→ **Texto dado**:

Tres tipos de amenazas penden hoy sobre la maltrecha democracia latinoamericana. A veces estos peligros se mezclan o solapan, generando espirales perversas. La primera amenaza, erosiva, se manifiesta mediante procesos endógenos —oligarquización, corrupción, desafección— al interior de sociedades y regímenes aún democráticos. La pandemia ha venido a añadir el efecto combinado de la doble crisis —económica y sanitaria—, que tensiona las capacidades estatales e incrementan la pobreza y desigualdad endémicas. Como resultado, mucha gente confunde el mal desempeño institucional con un problema ontológico de la democracia misma. Revisar estudios de think tanks como IDEA, Latinobarómetro o V-Dem arroja luz sobre esta situación erosiva.

La segunda amenaza, tensionante, va de la mano del intento populista —de diverso signo ideológico— por torcer las fronteras del Estado de derecho. Las últimas movidas de Bukele o Bolsonaro apuntan a desestabilizar de modo violento, bajo discursos religiosos, conservadores y mesiánicos, el andamiaje del equilibrio de poderes que sustenta el orden democrático. Contando, de modo cesarista, con cierto aval popular a tales movidas. La retórica plebiscitaria de AMLO y sus enemigos radicales, así como la polarización discursiva argentina, apuntan al mismo escenario de tensiones. Situado en el borde de la democracia.

→ **Datos en bruto**:

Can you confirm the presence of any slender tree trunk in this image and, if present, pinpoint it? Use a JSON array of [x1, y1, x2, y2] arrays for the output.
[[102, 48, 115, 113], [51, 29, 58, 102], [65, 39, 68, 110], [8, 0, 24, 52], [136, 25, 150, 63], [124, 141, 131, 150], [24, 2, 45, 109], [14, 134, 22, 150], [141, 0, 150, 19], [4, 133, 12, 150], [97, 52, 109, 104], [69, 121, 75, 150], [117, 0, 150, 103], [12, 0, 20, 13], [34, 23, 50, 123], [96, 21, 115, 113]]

→ **Enunciado 1**:
Responde según el texto sobre la democracia latinoamericana:
(a) ¿Cuántos tipos de amenazas se mencionan al comienzo?
(b) ¿Qué procesos endógenos se citan para la primera amenaza?
(c) ¿Qué dos líderes se nombran a propósito de sus últimas movidas?
→ **Enunciado 2**: Reproduce el fragmento del texto sobre la democracia latinoamericana que comienza en las palabras "La segunda amenaza, tensionante, va" y termina después de "de la democracia.".
→ **Enunciado 3**:
Indica si cada afirmación concuerda con el texto sobre la democracia latinoamericana:
(a) La pandemia ha sumado una doble crisis, económica y sanitaria.
(b) El intento populista se atribuye a un único signo ideológico.
(c) Mucha gente distingue el mal desempeño institucional de un problema de la democracia misma.

→ **Resultado de la tarea 1**:
(a) Tres.
(b) La oligarquización, la corrupción y la desafección.
(c) Bukele y Bolsonaro.

→ **Resultado de la tarea 2**:
La segunda amenaza, tensionante, va de la mano del intento populista —de diverso signo ideológico— por torcer las fronteras del Estado de derecho. Las últimas movidas de Bukele o Bolsonaro apuntan a desestabilizar de modo violento, bajo discursos religiosos, conservadores y mesiánicos, el andamiaje del equilibrio de poderes que sustenta el orden democrático. Contando, de modo cesarista, con cierto aval popular a tales movidas. La retórica plebiscitaria de AMLO y sus enemigos radicales, así como la polarización discursiva argentina, apuntan al mismo escenario de tensiones. Situado en el borde de la democracia.

→ **Resultado de la tarea 3**:
(a) Sí: "el efecto combinado de la doble crisis —económica y sanitaria—".
(b) No: "de diverso signo ideológico".
(c) No: "mucha gente confunde el mal desempeño institucional con un problema ontológico de la democracia misma".